• _Document passage_
-------------------------
The building at 41 Central Park West was designed by architect Henry W. Wilkinson. Wilkinson's design is unique from the typical apartment building design of the day. Wilkinson, who had little experience designing apartment-houses, used the Arts and Crafts style liberally, throughout the structure. Though the building is cast mostly in the Arts and Crafts style, a rarity for New York City, it does contain elements of the Neo-Italian Renaissance style.

The facade is brown brick with a limestone base and terra cotta trim. The bricks, rough and mottled, are laid in "undulating lozenges" on the face of the building. This forms a "carpet-like" texture which gives the building a handmade character. Glazed tiles highlight the surface where they provide colorful displays of gold, turquoise and green. The glazed tile work is most likely the work of ceramicist Henry Mercer.

==Notable residents==
In 1985, singer Madonna and then-husband actor Sean Penn purchased a unit at Harperly Hall. After divorcing from Penn in 1989, she bought two additional units, combining them into a six-bedroom duplex. Madonna's presence at Harperly Hall generated significant publicity for the building, regularly attracting the attention of paparazzi and, according to Scott Durkin, an executive at the Corcoran Group real estate firm, raising the value of other units in the building by 25 percent. In November 2012, Madonna listed the duplex for $23.5 million and sold it for an undisclosed amount several months later.
-------------------------
Records taken from a collection:
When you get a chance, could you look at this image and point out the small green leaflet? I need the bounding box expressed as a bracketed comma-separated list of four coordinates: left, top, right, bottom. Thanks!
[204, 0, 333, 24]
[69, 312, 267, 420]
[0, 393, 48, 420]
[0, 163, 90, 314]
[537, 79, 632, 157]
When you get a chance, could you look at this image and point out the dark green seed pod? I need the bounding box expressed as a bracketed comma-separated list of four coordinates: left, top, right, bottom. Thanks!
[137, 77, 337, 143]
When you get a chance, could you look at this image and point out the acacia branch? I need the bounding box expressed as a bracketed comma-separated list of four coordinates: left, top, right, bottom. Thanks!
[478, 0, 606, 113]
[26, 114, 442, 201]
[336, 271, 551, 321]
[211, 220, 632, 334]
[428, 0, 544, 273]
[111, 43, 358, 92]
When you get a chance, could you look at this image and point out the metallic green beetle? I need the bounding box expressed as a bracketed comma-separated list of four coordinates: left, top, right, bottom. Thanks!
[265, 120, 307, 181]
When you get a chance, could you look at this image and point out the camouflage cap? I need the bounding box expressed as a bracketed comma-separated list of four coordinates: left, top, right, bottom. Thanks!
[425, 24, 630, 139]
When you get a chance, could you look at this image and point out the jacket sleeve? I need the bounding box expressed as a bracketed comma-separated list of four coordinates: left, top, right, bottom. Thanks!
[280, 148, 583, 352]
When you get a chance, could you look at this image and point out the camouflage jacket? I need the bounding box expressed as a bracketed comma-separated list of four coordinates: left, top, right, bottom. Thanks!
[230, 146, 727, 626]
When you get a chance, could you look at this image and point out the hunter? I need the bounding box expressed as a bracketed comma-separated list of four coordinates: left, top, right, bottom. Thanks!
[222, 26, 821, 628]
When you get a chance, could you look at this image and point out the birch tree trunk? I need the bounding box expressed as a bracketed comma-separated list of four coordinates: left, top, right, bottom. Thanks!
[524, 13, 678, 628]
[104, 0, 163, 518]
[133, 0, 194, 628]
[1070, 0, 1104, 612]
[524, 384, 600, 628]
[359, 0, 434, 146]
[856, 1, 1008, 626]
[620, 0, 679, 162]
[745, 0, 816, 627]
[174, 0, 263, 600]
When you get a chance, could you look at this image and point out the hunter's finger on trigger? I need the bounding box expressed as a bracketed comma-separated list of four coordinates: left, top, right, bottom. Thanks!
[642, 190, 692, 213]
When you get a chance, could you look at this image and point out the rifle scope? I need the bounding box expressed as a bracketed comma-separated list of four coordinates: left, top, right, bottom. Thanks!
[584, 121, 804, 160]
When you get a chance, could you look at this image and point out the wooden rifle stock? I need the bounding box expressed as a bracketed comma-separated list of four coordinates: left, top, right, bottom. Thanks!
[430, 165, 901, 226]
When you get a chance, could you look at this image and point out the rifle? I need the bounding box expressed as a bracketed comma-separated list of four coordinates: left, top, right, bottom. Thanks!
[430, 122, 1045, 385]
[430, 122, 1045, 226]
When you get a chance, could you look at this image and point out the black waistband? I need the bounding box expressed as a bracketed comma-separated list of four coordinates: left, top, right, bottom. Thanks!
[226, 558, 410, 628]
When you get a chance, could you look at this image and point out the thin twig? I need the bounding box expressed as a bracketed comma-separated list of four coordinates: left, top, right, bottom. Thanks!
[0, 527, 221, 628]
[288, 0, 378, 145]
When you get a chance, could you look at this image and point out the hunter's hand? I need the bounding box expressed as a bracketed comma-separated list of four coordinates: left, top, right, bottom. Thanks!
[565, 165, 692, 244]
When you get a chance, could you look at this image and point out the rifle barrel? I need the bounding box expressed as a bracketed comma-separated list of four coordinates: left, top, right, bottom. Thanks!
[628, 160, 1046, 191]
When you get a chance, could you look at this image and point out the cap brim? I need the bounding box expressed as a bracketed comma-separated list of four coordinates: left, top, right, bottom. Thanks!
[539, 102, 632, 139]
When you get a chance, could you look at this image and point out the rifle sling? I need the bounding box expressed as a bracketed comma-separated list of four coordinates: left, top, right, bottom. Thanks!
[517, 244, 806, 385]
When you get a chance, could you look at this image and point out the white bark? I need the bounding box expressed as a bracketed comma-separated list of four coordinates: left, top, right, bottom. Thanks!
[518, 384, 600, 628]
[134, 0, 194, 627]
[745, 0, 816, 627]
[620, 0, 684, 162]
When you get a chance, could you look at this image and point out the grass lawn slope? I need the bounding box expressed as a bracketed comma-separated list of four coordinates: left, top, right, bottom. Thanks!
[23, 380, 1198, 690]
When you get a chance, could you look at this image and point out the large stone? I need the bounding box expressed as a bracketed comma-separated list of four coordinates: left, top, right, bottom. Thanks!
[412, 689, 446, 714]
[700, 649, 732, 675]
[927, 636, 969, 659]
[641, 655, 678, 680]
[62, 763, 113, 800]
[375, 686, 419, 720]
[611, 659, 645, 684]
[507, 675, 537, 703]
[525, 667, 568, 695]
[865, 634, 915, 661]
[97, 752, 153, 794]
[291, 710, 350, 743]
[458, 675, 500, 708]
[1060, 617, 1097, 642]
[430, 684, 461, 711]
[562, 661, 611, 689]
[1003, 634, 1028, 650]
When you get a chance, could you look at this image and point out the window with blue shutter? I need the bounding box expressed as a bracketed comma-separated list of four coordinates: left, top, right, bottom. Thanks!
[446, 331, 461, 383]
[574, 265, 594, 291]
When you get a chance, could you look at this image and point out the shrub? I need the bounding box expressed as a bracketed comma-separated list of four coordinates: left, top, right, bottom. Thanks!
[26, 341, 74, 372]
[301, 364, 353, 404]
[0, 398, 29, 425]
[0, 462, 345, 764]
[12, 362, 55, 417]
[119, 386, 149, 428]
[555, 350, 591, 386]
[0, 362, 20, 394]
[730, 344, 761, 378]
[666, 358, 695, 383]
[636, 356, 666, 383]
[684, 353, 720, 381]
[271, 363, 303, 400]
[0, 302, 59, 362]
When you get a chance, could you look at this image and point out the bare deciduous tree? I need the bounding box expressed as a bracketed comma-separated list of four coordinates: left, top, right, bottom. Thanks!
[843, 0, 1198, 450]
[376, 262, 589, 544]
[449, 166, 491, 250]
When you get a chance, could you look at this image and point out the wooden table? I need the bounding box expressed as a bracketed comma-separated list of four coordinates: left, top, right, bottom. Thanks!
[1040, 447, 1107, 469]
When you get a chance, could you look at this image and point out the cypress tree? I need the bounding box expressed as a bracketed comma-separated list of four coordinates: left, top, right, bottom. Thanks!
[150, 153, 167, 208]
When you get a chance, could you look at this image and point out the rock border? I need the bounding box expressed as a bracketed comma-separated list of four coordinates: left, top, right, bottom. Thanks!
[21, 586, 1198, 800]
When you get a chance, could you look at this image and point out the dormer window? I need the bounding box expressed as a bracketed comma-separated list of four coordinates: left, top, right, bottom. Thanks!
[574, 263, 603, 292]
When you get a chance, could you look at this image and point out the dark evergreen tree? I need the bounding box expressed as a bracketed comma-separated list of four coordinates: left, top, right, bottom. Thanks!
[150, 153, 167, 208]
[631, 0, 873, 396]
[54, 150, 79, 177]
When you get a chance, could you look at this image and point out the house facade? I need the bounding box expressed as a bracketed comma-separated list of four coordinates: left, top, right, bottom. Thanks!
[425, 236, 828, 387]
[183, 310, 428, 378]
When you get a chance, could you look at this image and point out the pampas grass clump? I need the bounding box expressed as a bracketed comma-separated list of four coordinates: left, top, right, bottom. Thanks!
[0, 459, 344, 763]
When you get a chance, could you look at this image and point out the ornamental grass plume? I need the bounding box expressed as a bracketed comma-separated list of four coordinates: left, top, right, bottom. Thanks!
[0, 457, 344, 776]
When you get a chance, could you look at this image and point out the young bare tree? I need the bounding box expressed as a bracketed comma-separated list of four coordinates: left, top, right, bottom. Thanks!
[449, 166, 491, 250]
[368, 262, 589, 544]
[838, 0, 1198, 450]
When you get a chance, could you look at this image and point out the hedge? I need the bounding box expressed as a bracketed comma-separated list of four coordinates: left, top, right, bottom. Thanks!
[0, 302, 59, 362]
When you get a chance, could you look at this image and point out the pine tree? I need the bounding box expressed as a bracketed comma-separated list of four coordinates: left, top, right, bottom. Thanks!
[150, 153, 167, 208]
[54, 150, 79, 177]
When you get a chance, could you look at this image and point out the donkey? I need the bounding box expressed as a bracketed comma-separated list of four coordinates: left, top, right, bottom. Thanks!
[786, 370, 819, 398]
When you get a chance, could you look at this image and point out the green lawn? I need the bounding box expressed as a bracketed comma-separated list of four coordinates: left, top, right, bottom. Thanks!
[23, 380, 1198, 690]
-------------------------
• _What you should do_
Copy out the entire Harperly Hall passage word for word. The material has nothing to do with this.

• _Exercise solution_
The building at 41 Central Park West was designed by architect Henry W. Wilkinson. Wilkinson's design is unique from the typical apartment building design of the day. Wilkinson, who had little experience designing apartment-houses, used the Arts and Crafts style liberally, throughout the structure. Though the building is cast mostly in the Arts and Crafts style, a rarity for New York City, it does contain elements of the Neo-Italian Renaissance style.

The facade is brown brick with a limestone base and terra cotta trim. The bricks, rough and mottled, are laid in "undulating lozenges" on the face of the building. This forms a "carpet-like" texture which gives the building a handmade character. Glazed tiles highlight the surface where they provide colorful displays of gold, turquoise and green. The glazed tile work is most likely the work of ceramicist Henry Mercer.

==Notable residents==
In 1985, singer Madonna and then-husband actor Sean Penn purchased a unit at Harperly Hall. After divorcing from Penn in 1989, she bought two additional units, combining them into a six-bedroom duplex. Madonna's presence at Harperly Hall generated significant publicity for the building, regularly attracting the attention of paparazzi and, according to Scott Durkin, an executive at the Corcoran Group real estate firm, raising the value of other units in the building by 25 percent. In November 2012, Madonna listed the duplex for $23.5 million and sold it for an undisclosed amount several months later.